━━ Records provided

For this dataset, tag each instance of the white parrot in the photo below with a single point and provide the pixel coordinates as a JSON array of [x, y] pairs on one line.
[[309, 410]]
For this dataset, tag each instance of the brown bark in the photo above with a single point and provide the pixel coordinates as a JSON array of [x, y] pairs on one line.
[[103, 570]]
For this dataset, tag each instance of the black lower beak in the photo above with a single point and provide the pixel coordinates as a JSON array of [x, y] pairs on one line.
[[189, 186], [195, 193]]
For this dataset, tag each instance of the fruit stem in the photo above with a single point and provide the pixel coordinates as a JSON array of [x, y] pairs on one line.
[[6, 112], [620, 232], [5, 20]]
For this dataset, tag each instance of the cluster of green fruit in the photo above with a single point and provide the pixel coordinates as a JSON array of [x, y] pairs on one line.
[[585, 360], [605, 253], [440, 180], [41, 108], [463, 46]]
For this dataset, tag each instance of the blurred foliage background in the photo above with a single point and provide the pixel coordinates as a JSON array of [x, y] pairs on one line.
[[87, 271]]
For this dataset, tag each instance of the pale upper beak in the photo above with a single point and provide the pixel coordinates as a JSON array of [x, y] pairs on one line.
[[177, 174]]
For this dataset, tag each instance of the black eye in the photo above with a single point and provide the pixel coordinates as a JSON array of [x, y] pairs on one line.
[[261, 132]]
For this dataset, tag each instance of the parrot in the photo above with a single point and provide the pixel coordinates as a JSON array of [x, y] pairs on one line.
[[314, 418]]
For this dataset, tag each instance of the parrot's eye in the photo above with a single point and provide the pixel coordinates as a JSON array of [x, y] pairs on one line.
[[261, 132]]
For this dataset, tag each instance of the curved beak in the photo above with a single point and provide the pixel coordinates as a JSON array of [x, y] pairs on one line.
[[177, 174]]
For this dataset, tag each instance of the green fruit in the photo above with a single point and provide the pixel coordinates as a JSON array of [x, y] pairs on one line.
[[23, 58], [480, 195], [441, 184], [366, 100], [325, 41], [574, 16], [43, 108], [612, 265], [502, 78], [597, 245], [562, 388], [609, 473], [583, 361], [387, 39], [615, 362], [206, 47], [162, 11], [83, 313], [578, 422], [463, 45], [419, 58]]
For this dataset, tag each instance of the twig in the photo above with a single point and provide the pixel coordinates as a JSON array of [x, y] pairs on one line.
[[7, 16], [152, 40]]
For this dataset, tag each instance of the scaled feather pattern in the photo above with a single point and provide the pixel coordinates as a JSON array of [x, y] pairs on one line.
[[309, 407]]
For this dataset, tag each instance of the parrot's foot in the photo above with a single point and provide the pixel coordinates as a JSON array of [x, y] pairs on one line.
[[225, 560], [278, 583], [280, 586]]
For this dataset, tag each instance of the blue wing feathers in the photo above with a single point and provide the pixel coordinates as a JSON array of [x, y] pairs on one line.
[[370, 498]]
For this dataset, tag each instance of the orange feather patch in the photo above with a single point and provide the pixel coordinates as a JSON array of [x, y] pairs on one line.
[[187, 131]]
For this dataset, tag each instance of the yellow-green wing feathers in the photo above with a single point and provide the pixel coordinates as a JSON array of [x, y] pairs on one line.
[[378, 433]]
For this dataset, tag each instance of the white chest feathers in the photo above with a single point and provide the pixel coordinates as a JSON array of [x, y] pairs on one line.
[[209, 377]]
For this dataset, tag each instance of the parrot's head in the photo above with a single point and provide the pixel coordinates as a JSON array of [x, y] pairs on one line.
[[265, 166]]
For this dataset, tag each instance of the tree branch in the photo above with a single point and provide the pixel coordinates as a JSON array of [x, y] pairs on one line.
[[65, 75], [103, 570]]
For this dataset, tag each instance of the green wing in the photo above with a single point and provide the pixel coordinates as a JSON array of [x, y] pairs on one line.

━━━━

Give every one of the records above as a numbered list, leaving out any blank lines.

1. For this dataset, tag each instance of the white parrot in the photo below with a single point and provide the pixel coordinates as a JSON array of [x, y] pairs on one line.
2. [[309, 410]]
3. For this dataset, tag each instance of the brown bark in the photo above with a single point and provide the pixel coordinates as a JSON array of [x, y] pairs on one line.
4. [[103, 570]]
5. For this dataset, tag each instance of the black lower beak in the photo above with a single point and provide the pixel coordinates as a JSON array of [x, y] pairs on one line.
6. [[189, 186], [195, 193]]
7. For this dataset, tag each instance of the fruit stem in the photo above with a single point and provide the pixel coordinates as a JSON array of [x, y] pairs on one line.
8. [[6, 112], [620, 232], [5, 20]]
9. For this dataset, tag each instance of the cluster of green fruit in the photo above with a single point and provide the pixel coordinates as a JSON array of [x, y] pairs on one line.
10. [[585, 360], [605, 253], [440, 180], [41, 108], [463, 46]]
11. For this dataset, tag each instance of the blurred foliage background in the photo above with a single point and provide the pixel coordinates as a JSON array of [x, y] pairs on one line.
12. [[87, 271]]
13. For this dataset, tag each instance of the pale upper beak in the photo above with a single point and provide the pixel coordinates as a JSON array of [x, y] pairs on one line.
14. [[177, 174]]
15. For this dataset, tag each instance of the black eye in the photo above with a single point and provide the pixel coordinates as a JSON array of [x, y] pairs on one line.
16. [[261, 132]]
17. For this dataset, tag each instance of the parrot in the photo above with a single point and provide the pixel coordinates as a JSON array of [x, y] pairs on one line.
18. [[314, 418]]
19. For this dataset, tag each instance of the parrot's eye in the photo above with a single point and provide the pixel coordinates as a JSON array of [x, y] pairs on one line.
20. [[261, 132]]
21. For this dataset, tag each instance of the curved beak in the photo above with a single point and provide the pixel coordinates as a JSON array of [x, y] pairs on one line.
22. [[177, 174]]
23. For this dataset, tag each instance of the green fruit in the photo above with a single point and provide the pixel coordinates as a JSON array of [x, y] pairs on one line.
24. [[23, 58], [480, 195], [441, 184], [366, 100], [325, 41], [574, 16], [43, 108], [612, 265], [502, 78], [597, 245], [562, 388], [609, 473], [583, 361], [387, 39], [615, 362], [206, 47], [162, 11], [83, 313], [578, 422], [463, 45], [419, 58]]
25. For this dataset, tag each instance of the twig in the photo above with a single point and provide the pixel coordinates as a JSON array of [x, y] pairs on one line.
26. [[7, 16], [152, 40]]
27. For this dataset, tag each instance of the scaled feather pattern in the photo above with a single point and provide the pixel coordinates as a JSON array of [x, y] pairs on one line.
28. [[309, 407]]
29. For this dataset, tag each instance of the parrot's foot in the photo above with a single point and provide the pixel coordinates as a JSON array of [x, y] pairs on one line.
30. [[225, 560], [278, 583], [280, 586]]
31. For this dataset, tag each instance of the blue wing feathers in the photo above with a single point and provide the pixel coordinates as a JSON array of [x, y] pairs on one line.
32. [[370, 498]]
33. For this dataset, tag each instance of the orange feather patch in the photo above with a single point and provide the pixel coordinates as a JSON array of [x, y] pairs on one line.
34. [[187, 131]]
35. For this dataset, tag each instance of the yellow-green wing feathers in the photo above with a single point and provide the pixel coordinates as a JSON array of [x, y] pairs on one line.
36. [[378, 433]]
37. For this dataset, tag each instance of the white chest feathers in the photo above with a single point and provide the pixel coordinates as a JSON array of [x, y] pairs on one line.
38. [[209, 377]]
39. For this dataset, tag each instance of the parrot's head in the photo above with a single point and provide the pixel coordinates as a JSON array of [x, y] pairs on one line.
40. [[265, 166]]
41. For this dataset, tag each instance of the tree branch in the photo above with a single point and provide the pixel coordinates as a JSON array of [x, y] pairs on one line.
42. [[65, 75], [103, 570]]
43. For this dataset, tag each instance of the green wing in the photo above with a single point and provide the pixel coordinates as a JSON array of [x, y] pairs on one line.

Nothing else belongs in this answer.